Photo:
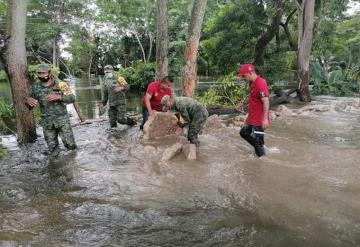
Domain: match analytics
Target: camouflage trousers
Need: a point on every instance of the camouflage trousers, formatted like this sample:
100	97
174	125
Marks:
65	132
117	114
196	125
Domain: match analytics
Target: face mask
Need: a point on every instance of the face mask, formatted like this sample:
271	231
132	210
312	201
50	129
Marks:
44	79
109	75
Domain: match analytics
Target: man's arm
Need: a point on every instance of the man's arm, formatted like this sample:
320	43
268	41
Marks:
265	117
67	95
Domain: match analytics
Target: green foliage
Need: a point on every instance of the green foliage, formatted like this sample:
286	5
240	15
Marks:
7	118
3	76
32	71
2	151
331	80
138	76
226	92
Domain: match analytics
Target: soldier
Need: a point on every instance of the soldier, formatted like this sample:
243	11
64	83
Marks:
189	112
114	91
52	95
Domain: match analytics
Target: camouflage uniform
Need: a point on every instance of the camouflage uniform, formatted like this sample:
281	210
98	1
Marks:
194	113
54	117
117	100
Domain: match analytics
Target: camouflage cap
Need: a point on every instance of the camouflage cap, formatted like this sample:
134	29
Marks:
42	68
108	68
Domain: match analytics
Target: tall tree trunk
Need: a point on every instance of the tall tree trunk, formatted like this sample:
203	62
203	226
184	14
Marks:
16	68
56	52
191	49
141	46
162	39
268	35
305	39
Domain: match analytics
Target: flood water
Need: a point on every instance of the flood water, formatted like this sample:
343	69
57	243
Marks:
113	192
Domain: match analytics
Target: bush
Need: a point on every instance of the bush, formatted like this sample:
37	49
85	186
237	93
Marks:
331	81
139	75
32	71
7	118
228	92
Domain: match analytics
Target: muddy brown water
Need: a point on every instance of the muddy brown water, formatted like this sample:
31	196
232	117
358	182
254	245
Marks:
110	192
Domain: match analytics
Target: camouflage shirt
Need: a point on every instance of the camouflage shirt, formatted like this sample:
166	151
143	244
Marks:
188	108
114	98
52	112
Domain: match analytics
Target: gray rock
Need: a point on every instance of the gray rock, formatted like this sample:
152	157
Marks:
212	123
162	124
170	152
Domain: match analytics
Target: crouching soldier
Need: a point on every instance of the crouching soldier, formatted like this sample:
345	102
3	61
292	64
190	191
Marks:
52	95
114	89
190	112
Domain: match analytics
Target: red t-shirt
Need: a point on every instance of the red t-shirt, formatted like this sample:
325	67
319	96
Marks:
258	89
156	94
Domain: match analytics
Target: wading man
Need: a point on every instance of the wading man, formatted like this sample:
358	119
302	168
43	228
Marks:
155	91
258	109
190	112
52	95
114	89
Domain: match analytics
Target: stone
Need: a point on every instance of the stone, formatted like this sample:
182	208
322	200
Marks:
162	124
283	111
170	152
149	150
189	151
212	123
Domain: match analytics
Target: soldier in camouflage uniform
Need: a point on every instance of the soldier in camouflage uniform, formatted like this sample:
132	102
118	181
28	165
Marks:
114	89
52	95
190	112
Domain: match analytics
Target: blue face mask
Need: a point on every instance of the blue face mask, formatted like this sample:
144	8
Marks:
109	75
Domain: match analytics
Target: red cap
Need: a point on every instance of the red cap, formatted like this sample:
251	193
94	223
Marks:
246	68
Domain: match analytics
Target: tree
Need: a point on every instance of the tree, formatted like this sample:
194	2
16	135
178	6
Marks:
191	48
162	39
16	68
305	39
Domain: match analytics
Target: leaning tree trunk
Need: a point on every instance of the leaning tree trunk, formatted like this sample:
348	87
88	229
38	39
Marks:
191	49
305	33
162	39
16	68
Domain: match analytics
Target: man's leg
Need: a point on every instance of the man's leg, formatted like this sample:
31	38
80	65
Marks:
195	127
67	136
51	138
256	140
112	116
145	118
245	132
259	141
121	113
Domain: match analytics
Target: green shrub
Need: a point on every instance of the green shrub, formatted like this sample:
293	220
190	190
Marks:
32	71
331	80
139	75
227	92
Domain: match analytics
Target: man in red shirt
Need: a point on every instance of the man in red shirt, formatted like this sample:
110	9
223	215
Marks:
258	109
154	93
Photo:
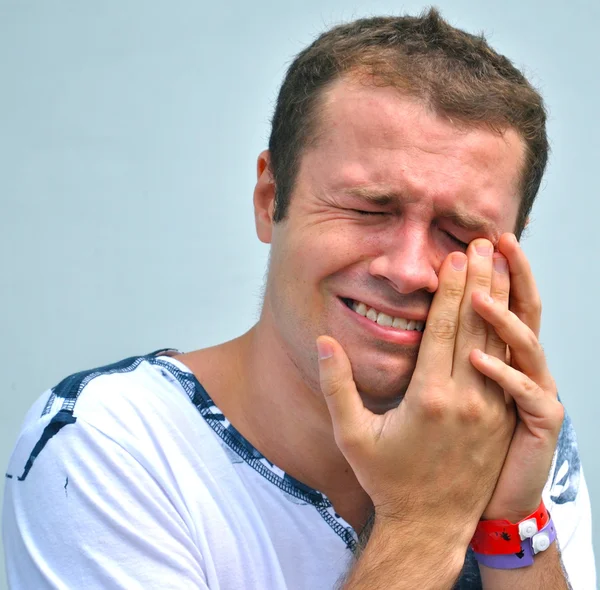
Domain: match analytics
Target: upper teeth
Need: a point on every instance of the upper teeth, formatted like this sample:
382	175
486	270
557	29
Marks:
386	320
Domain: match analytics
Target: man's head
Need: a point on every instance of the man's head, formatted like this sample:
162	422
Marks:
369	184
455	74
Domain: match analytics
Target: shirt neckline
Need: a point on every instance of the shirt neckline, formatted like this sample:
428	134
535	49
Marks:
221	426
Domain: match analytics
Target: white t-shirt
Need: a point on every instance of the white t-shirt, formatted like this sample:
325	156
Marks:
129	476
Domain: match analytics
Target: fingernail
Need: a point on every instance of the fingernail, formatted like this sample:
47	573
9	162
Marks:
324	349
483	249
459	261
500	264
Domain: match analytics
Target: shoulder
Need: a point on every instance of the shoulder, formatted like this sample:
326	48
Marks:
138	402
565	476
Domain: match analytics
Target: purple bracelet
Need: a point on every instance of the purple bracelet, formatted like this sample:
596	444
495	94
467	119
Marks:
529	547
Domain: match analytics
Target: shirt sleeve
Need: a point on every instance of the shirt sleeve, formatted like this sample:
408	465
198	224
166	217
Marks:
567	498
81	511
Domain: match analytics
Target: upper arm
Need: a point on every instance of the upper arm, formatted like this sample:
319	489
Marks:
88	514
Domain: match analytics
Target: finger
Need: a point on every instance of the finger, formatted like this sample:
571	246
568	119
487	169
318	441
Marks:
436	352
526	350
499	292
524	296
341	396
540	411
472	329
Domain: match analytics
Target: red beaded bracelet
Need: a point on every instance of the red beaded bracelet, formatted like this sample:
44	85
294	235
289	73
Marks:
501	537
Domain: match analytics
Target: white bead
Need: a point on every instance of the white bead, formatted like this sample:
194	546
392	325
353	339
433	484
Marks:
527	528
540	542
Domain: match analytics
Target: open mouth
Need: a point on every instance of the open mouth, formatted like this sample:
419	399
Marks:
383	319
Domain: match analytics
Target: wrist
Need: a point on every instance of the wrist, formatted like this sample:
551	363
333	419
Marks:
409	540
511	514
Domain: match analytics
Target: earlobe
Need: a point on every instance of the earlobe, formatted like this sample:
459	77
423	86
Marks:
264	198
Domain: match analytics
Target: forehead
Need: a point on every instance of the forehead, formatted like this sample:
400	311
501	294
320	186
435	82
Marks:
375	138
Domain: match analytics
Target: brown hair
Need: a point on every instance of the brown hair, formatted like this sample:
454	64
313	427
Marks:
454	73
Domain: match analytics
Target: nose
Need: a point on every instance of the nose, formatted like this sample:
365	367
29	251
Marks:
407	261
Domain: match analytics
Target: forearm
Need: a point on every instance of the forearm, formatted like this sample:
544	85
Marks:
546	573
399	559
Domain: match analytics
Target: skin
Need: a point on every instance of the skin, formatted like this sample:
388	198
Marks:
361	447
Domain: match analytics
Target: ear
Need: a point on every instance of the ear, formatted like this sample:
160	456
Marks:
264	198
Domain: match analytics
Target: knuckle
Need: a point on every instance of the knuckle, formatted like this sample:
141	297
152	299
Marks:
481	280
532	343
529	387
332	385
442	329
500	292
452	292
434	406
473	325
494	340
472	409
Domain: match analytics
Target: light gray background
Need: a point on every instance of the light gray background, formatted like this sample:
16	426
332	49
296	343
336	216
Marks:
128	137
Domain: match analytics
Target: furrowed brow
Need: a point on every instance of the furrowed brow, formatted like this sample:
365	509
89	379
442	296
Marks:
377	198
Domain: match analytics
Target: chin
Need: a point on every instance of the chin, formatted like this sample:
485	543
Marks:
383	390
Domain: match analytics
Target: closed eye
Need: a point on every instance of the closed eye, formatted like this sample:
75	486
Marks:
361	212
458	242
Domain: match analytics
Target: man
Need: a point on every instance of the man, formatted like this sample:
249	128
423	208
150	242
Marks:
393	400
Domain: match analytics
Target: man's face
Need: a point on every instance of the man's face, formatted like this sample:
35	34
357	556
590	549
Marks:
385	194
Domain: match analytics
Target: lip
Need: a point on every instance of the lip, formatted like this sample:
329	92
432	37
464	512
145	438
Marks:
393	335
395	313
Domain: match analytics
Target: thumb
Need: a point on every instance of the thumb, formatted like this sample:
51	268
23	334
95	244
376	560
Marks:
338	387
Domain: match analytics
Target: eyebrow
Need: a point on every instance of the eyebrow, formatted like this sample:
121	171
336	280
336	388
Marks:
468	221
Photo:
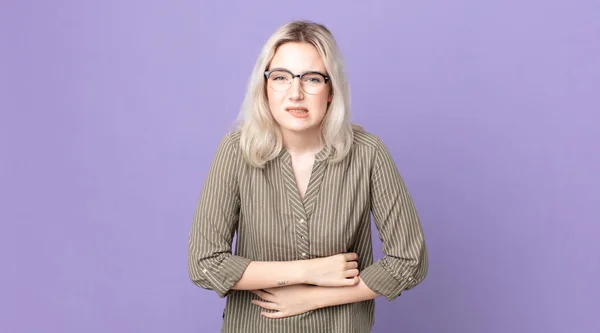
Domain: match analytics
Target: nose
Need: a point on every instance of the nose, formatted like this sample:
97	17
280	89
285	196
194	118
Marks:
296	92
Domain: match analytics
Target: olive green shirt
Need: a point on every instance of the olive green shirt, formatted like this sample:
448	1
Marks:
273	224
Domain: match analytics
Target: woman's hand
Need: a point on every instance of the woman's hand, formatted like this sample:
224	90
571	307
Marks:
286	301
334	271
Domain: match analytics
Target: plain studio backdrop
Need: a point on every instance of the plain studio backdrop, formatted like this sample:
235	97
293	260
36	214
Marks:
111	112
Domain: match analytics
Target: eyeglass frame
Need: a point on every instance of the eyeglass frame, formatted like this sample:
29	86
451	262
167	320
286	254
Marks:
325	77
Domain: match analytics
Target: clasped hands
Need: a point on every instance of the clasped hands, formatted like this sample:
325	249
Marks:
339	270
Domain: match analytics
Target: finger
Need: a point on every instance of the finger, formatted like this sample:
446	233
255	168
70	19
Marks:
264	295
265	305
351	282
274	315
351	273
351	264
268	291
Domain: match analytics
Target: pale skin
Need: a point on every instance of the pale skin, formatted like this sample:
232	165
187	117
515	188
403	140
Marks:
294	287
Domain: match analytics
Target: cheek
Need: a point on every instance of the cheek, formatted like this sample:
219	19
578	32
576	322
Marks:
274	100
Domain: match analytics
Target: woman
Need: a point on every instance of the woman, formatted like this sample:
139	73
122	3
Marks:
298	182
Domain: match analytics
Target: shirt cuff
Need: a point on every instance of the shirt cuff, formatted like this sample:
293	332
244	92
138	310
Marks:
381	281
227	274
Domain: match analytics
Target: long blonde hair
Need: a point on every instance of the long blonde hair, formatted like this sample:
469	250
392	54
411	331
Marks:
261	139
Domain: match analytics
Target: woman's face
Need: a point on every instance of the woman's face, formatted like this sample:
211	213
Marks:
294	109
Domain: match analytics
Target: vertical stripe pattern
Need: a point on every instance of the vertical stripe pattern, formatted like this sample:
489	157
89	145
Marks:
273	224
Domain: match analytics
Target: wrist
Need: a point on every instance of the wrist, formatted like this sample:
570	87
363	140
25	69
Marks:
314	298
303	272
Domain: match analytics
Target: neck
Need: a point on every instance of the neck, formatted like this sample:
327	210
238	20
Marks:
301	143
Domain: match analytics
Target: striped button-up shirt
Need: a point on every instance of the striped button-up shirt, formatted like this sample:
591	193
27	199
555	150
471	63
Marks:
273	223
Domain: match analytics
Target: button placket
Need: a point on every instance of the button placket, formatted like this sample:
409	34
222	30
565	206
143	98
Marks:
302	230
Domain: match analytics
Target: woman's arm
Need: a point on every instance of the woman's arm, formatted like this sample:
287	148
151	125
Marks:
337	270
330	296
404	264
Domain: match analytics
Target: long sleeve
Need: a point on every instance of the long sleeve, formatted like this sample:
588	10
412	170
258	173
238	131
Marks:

###

EXERCISE | Take every line from the data that includes the word "hair".

OUTPUT FOR THIS TASK |
Target: brown hair
Need: a point on every instance of the brown hair, formatted like this sample:
Target: long blonde hair
Need: a point on every instance of the long blonde hair, formatted like this sample:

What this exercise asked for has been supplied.